## [EXCERPT PROVIDED]
_ _ _ _ _
OUTPUT_DIR = project_root / "results"
MODEL_WEIGHTS_DIR = OUTPUT_DIR / "model_weights"
PLOTS_DIR = OUTPUT_DIR / "plots"

# Create output directories
MODEL_WEIGHTS_DIR.mkdir(parents=True, exist_ok=True)
PLOTS_DIR.mkdir(parents=True, exist_ok=True)

# Set random seeds for reproducibility
torch.manual_seed(RANDOM_SEED)
np.random.seed(RANDOM_SEED)
if torch.cuda.is_available():
    torch.cuda.manual_seed(RANDOM_SEED)

print(f"📁 Paths Configuration:")
print(f"   Data Path: {DATA_PATH}")
print(f"   Output Directory: {OUTPUT_DIR}")
print(f"   Model Weights: {MODEL_WEIGHTS_DIR}")
print(f"   Plots: {PLOTS_DIR}")

# Device setup using our custom device manager
print(f"\n🖥️  Setting up device management...")
device_manager = create_device_manager(prefer_cuda=True, verbose=True)
_ _ _ _ _
## [EXCERPTED RECORDS]
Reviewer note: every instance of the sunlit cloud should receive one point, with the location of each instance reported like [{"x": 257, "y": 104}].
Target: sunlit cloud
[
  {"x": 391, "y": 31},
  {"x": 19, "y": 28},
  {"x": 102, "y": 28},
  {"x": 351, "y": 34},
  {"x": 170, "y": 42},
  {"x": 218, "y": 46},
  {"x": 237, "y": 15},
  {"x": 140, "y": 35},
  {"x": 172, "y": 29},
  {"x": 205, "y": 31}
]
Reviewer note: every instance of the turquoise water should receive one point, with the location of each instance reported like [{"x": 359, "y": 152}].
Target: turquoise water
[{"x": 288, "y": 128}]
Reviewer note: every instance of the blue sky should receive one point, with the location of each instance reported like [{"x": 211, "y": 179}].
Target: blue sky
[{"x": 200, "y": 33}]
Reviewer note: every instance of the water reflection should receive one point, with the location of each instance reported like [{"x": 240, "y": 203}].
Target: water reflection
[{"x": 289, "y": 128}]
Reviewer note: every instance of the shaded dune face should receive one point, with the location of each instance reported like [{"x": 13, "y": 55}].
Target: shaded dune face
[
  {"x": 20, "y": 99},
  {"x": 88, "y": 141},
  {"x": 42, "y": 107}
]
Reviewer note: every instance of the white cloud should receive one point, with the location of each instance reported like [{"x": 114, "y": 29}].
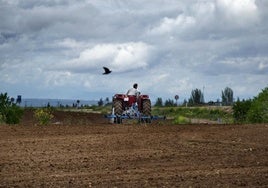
_ _ _ _ _
## [WHAT TO DO]
[A] According to the code excerpt, why are the random seeds set, and for which libraries? Answer in one to three sentences.
[B] Reproduce the code excerpt word for word, starting at "PLOTS_DIR = OUTPUT_DIR" and ending at "PLOTS_DIR.mkdir(parents=True, exist_ok=True)".
[C] In the code excerpt, what value is given for prefer_cuda when the device manager is created?

## [EXPECTED RESPONSES]
[A] The random seeds are set for reproducibility. The seed is applied to torch and NumPy, and also to CUDA through torch when CUDA is available.

[B]
PLOTS_DIR = OUTPUT_DIR / "plots"

# Create output directories
MODEL_WEIGHTS_DIR.mkdir(parents=True, exist_ok=True)
PLOTS_DIR.mkdir(parents=True, exist_ok=True)

[C] It is set to True.